(Dataset entries)
Segment Open

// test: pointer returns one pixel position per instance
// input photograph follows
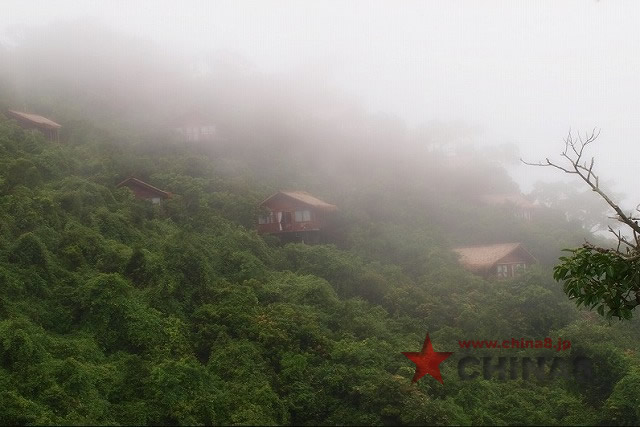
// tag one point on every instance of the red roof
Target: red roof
(478, 258)
(303, 197)
(142, 184)
(35, 119)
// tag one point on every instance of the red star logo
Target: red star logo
(427, 361)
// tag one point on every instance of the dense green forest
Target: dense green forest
(117, 311)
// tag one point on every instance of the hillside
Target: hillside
(114, 310)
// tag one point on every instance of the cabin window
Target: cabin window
(519, 268)
(503, 270)
(303, 216)
(266, 218)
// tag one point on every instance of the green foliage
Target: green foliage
(600, 279)
(117, 311)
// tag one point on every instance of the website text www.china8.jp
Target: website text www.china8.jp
(560, 344)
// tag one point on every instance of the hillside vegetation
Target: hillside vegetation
(117, 311)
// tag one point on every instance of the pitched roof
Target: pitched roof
(140, 183)
(477, 258)
(304, 197)
(35, 119)
(501, 199)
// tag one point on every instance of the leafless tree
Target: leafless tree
(574, 154)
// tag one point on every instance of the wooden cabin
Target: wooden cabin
(516, 203)
(47, 127)
(145, 191)
(499, 261)
(295, 216)
(196, 127)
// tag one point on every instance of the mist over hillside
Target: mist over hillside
(121, 307)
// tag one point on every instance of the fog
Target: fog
(508, 78)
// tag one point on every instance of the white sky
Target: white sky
(525, 71)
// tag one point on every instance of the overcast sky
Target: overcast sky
(523, 71)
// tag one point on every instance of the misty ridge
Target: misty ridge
(286, 268)
(83, 71)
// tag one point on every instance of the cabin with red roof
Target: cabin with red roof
(295, 216)
(516, 203)
(145, 191)
(33, 121)
(501, 260)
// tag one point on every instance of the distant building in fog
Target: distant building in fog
(500, 260)
(295, 216)
(516, 203)
(145, 191)
(196, 127)
(33, 121)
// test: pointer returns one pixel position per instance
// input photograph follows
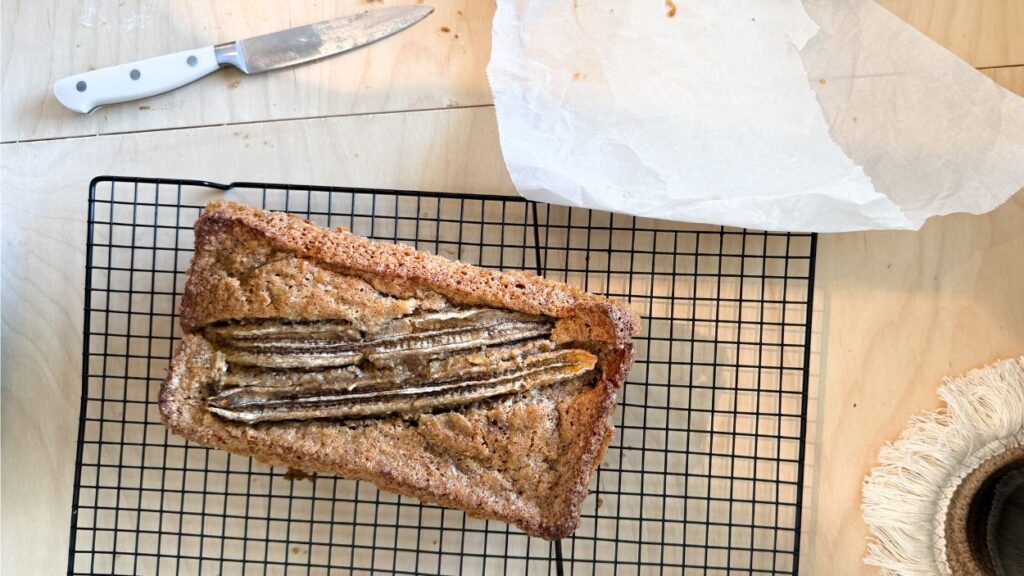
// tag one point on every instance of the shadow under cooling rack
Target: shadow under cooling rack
(704, 475)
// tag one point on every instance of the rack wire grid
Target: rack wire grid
(704, 476)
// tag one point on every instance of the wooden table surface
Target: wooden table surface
(894, 312)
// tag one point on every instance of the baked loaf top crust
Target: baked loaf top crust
(523, 457)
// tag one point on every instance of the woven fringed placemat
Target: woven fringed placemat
(934, 503)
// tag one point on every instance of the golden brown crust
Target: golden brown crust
(255, 237)
(526, 461)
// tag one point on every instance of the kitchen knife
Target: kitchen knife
(87, 91)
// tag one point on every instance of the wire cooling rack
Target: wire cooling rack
(704, 476)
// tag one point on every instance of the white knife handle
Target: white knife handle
(87, 91)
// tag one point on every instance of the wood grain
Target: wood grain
(438, 63)
(44, 202)
(986, 34)
(422, 68)
(894, 311)
(1011, 78)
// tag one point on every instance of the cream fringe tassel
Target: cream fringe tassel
(906, 496)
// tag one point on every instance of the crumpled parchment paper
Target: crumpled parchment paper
(813, 115)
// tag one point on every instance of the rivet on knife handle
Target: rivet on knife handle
(87, 91)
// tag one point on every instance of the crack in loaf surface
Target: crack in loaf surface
(278, 369)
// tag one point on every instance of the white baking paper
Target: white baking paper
(819, 115)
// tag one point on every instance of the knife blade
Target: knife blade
(85, 92)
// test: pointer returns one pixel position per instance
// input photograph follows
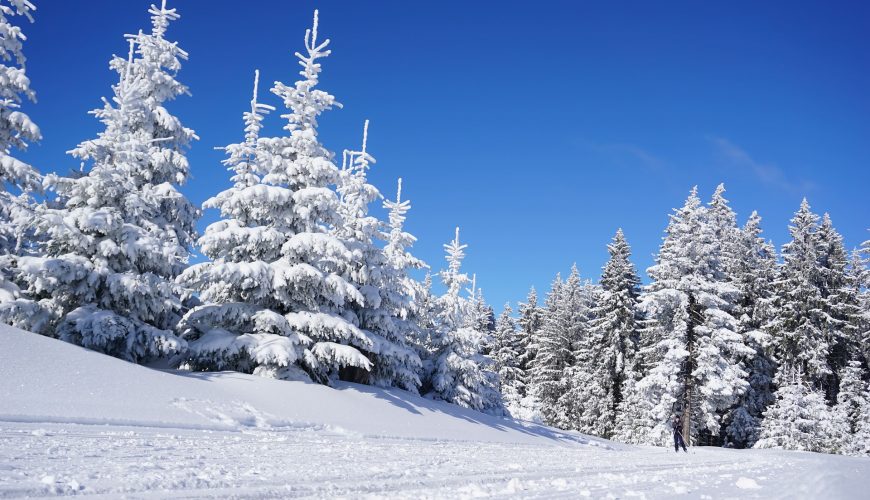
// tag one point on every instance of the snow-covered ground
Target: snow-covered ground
(74, 421)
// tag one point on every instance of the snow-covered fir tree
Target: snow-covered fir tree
(859, 443)
(302, 276)
(583, 393)
(799, 327)
(529, 323)
(841, 303)
(117, 235)
(407, 299)
(239, 327)
(553, 375)
(460, 372)
(753, 272)
(381, 315)
(612, 338)
(506, 354)
(17, 178)
(799, 419)
(851, 402)
(696, 368)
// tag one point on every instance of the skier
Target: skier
(678, 435)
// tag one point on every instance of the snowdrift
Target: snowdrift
(50, 381)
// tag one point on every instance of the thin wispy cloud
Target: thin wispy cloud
(733, 156)
(625, 153)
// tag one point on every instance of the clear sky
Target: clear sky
(538, 127)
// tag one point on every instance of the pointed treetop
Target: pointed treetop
(160, 18)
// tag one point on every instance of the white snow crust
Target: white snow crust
(73, 421)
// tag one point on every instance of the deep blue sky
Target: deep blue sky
(538, 127)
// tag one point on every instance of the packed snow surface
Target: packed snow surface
(76, 422)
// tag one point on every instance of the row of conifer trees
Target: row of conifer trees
(301, 281)
(748, 347)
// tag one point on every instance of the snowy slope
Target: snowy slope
(66, 383)
(74, 421)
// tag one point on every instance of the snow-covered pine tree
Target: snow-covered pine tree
(799, 419)
(581, 399)
(613, 337)
(798, 329)
(427, 310)
(118, 235)
(460, 373)
(241, 327)
(859, 444)
(506, 355)
(16, 130)
(552, 373)
(840, 303)
(861, 280)
(380, 315)
(696, 372)
(302, 277)
(408, 299)
(529, 322)
(851, 401)
(753, 272)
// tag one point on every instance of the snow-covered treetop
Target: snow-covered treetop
(399, 240)
(455, 253)
(160, 18)
(16, 128)
(454, 281)
(243, 158)
(303, 99)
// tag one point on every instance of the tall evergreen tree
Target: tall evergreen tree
(304, 278)
(799, 327)
(118, 235)
(16, 130)
(753, 273)
(380, 314)
(529, 323)
(696, 371)
(460, 372)
(613, 337)
(506, 355)
(558, 338)
(405, 298)
(851, 401)
(799, 419)
(241, 327)
(840, 303)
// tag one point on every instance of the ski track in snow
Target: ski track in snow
(45, 459)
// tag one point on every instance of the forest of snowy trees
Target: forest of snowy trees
(749, 346)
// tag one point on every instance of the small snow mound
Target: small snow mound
(745, 483)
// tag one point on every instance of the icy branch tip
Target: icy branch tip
(314, 29)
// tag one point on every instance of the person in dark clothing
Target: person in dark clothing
(678, 435)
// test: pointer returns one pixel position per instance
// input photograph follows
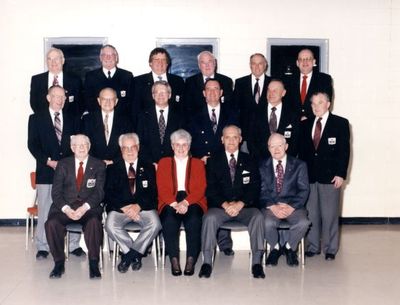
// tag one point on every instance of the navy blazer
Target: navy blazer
(43, 143)
(117, 189)
(246, 185)
(150, 143)
(332, 156)
(295, 187)
(73, 91)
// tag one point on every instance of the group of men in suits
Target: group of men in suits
(157, 103)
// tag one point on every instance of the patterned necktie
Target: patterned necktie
(279, 176)
(256, 91)
(131, 178)
(214, 121)
(232, 167)
(79, 177)
(317, 133)
(273, 121)
(57, 126)
(303, 91)
(161, 125)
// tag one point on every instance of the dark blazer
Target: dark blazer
(332, 156)
(143, 98)
(194, 100)
(319, 82)
(246, 186)
(117, 190)
(288, 126)
(43, 143)
(73, 91)
(150, 143)
(244, 99)
(121, 82)
(295, 188)
(204, 141)
(64, 189)
(93, 127)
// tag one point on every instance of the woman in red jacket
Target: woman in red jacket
(181, 184)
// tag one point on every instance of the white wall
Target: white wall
(364, 46)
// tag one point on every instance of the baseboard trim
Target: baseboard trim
(342, 220)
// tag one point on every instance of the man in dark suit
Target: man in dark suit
(284, 192)
(277, 117)
(194, 101)
(303, 84)
(250, 92)
(77, 195)
(109, 76)
(72, 84)
(159, 62)
(131, 196)
(157, 123)
(232, 194)
(49, 132)
(105, 125)
(325, 147)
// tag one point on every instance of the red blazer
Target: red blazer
(167, 183)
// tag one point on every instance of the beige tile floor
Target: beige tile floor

Segment Closed

--- What to produce ---
Pictures excluded, set down all the entries exactly.

--- Answer to the problem ---
// test: pointer returns one pixel position per instance
// input photograph follows
// tag one point on every instance of the red roof
Target: red roof
(478, 258)
(303, 197)
(142, 184)
(35, 119)
// tag one point on every instance of the red star logo
Target: red star logo
(427, 361)
// tag one point on every instance of the dense green forest
Target: dense green forest
(117, 311)
// tag one point on every instance of the hillside
Target: hillside
(114, 310)
// tag one point on every instance of the cabin window
Target: cabin window
(519, 268)
(503, 270)
(303, 216)
(266, 218)
// tag one point on every instance of the green foliage
Target: green foliage
(600, 279)
(117, 311)
// tag one point on every instance of the website text www.china8.jp
Target: website text www.china8.jp
(560, 344)
// tag one point on every instance of the hillside vegetation
Target: hillside vegetation
(117, 311)
// tag one point on every instance of the pitched roof
Target: pitched roof
(140, 183)
(477, 258)
(304, 197)
(35, 119)
(501, 199)
// tag one point on every instance of the leafless tree
Target: leafless tree
(574, 154)
// tag one point on every instance of the wooden cabin
Target: wooden cabin
(516, 203)
(47, 127)
(145, 191)
(499, 261)
(295, 216)
(196, 127)
// tag one point on every instance of the mist over hillside
Target: mist over hillside
(121, 307)
// tag one point on every instance of the fog
Target: fog
(508, 78)
// tag one point on every instance of the white sky
Target: white sky
(525, 71)
// tag one point on every instance of the overcast sky
Target: overcast sky
(523, 71)
// tag one point on every instance of the misty ridge
Target: misty ridge
(286, 268)
(83, 71)
// tag one point on every instance of the cabin with red roof
Target: cabin with red roof
(295, 216)
(516, 203)
(145, 191)
(33, 121)
(501, 260)
// tag one point on every instance of the distant building in fog
Target: distant building in fog
(500, 260)
(295, 216)
(516, 203)
(145, 191)
(196, 127)
(33, 121)
// test: pointer returns one pixel position per instance
// input photograph follows
// tag one point on every instance of the shadow under cooling rack
Target: shadow under cooling rack
(704, 475)
// tag one point on every instance of the rack wire grid
Target: rack wire grid
(704, 476)
// tag one point on every instance of the wooden table surface
Target: wooden table surface
(894, 312)
// tag one point on every instance of the baked loaf top crust
Target: baked loaf top crust
(523, 457)
// tag one point on every instance of the woven fringed placemat
Target: woven fringed placemat
(934, 503)
// tag one point on every instance of the golden brown crust
Target: golden brown crust
(255, 237)
(526, 461)
// tag one point on every instance of the kitchen knife
Target: kitchen knife
(87, 91)
// tag one point on every instance of the wire cooling rack
Target: wire cooling rack
(704, 476)
// tag one point on every instance of the white knife handle
Target: white knife handle
(87, 91)
// tag one point on every instance of the wood grain
Target: wood grain
(438, 63)
(44, 202)
(986, 34)
(422, 68)
(894, 311)
(1011, 78)
// tag one point on every instance of the cream fringe tassel
Target: cream fringe tassel
(906, 496)
// tag one point on every instance of the crumpled parchment paper
Target: crumpled parchment paper
(813, 115)
// tag one point on every instance of the rivet on knife handle
Target: rivet on knife handle
(87, 91)
// tag one point on every instance of the crack in loaf surface
Target: crack in loaf surface
(278, 369)
// tag one point on every instance of the white baking paper
Target: white baking paper
(819, 115)
// tag one point on every instance of the knife blade
Target: knife blade
(85, 92)
// test: pointer returns one pixel position per instance
// input photograph follows
// tag one point on every instance of the snow-covered ground
Target: snow-covered ground
(74, 421)
// tag one point on every instance of the snow-covered fir tree
Target: snow-covered fir tree
(859, 443)
(302, 276)
(583, 393)
(799, 327)
(529, 323)
(841, 303)
(117, 235)
(407, 299)
(239, 327)
(553, 375)
(460, 372)
(753, 272)
(381, 315)
(612, 338)
(506, 354)
(17, 178)
(799, 419)
(851, 402)
(696, 368)
// tag one point on every instance of the skier
Target: skier
(678, 435)
// tag one point on every instance of the snowdrift
Target: snowdrift
(50, 381)
// tag one point on every instance of the thin wispy cloud
Target: thin wispy cloud
(733, 156)
(625, 153)
// tag one point on every instance of the clear sky
Target: clear sky
(538, 127)
// tag one point on every instance of the pointed treetop
Target: pointed treetop
(160, 18)
// tag one point on every instance of the white snow crust
Target: white snow crust
(73, 421)
// tag one point on every instance of the deep blue sky
Target: deep blue sky
(538, 127)
// tag one point on every instance of the packed snow surface
Target: packed snow surface
(76, 422)
// tag one point on every instance of the row of conifer trees
Target: row of conifer trees
(301, 281)
(748, 347)
// tag one point on every instance of the snowy slope
Target: snowy slope
(66, 383)
(74, 421)
// tag one point on every instance of the snow-covered pine tree
Target: snow-covered pine tree
(799, 419)
(581, 399)
(613, 337)
(798, 329)
(427, 310)
(118, 235)
(460, 373)
(241, 327)
(859, 444)
(506, 355)
(16, 130)
(552, 373)
(840, 303)
(861, 280)
(380, 315)
(696, 372)
(302, 277)
(408, 299)
(529, 322)
(851, 401)
(753, 272)
// tag one point on every instance of the snow-covered treetop
Target: snow-covered treetop
(399, 240)
(455, 253)
(160, 18)
(16, 128)
(454, 281)
(243, 158)
(303, 99)
// tag one point on every instance of the tall evergreen tree
Target: tall evergreen tree
(304, 278)
(799, 327)
(118, 235)
(16, 130)
(753, 273)
(380, 314)
(529, 323)
(696, 371)
(460, 372)
(613, 337)
(506, 355)
(558, 338)
(405, 298)
(851, 401)
(799, 419)
(241, 327)
(840, 303)
// tag one point on every instance of the ski track in snow
Target: ski track in snow
(45, 459)
// tag one point on every instance of the forest of snowy trees
Target: forest of snowy trees
(749, 346)
// tag one point on every instance of the small snow mound
Target: small snow mound
(745, 483)
// tag one point on every instance of the icy branch tip
Target: icy branch tip
(314, 29)
// tag one point on every instance of the person in dark clothing
Target: person in dark clothing
(678, 435)
// test: pointer returns one pixel position per instance
// input photograph follows
// tag one point on every instance of the navy blazer
Target: navy blazer
(43, 143)
(117, 189)
(246, 185)
(150, 143)
(332, 156)
(295, 187)
(73, 91)
// tag one point on every instance of the group of men in suits
Target: group of men in suits
(157, 103)
// tag one point on every instance of the patterned necktie
Target: patterned necktie
(279, 176)
(256, 91)
(131, 178)
(214, 121)
(232, 167)
(79, 177)
(317, 133)
(273, 121)
(57, 126)
(303, 91)
(161, 125)
// tag one point on every instance of the dark blazer
Target: dark blazer
(332, 156)
(143, 98)
(194, 100)
(319, 82)
(246, 186)
(117, 190)
(288, 126)
(43, 143)
(73, 91)
(150, 143)
(244, 99)
(121, 82)
(295, 188)
(204, 141)
(64, 189)
(93, 127)
// tag one point on every instance of the woman in red jacket
Target: woman in red jacket
(181, 184)
// tag one point on every instance of the white wall
Target: white wall
(364, 46)
// tag one point on every instance of the baseboard trim
Target: baseboard trim
(342, 220)
// tag one point on every instance of the man in dark suit
Target: man in dark suit
(284, 192)
(277, 117)
(194, 101)
(303, 84)
(250, 92)
(77, 195)
(109, 76)
(72, 84)
(159, 62)
(131, 196)
(157, 123)
(232, 194)
(49, 132)
(105, 125)
(325, 147)
// tag one point on every instance of the red blazer
Target: red blazer
(167, 183)
// tag one point on every instance of the beige tile floor
Target: beige tile floor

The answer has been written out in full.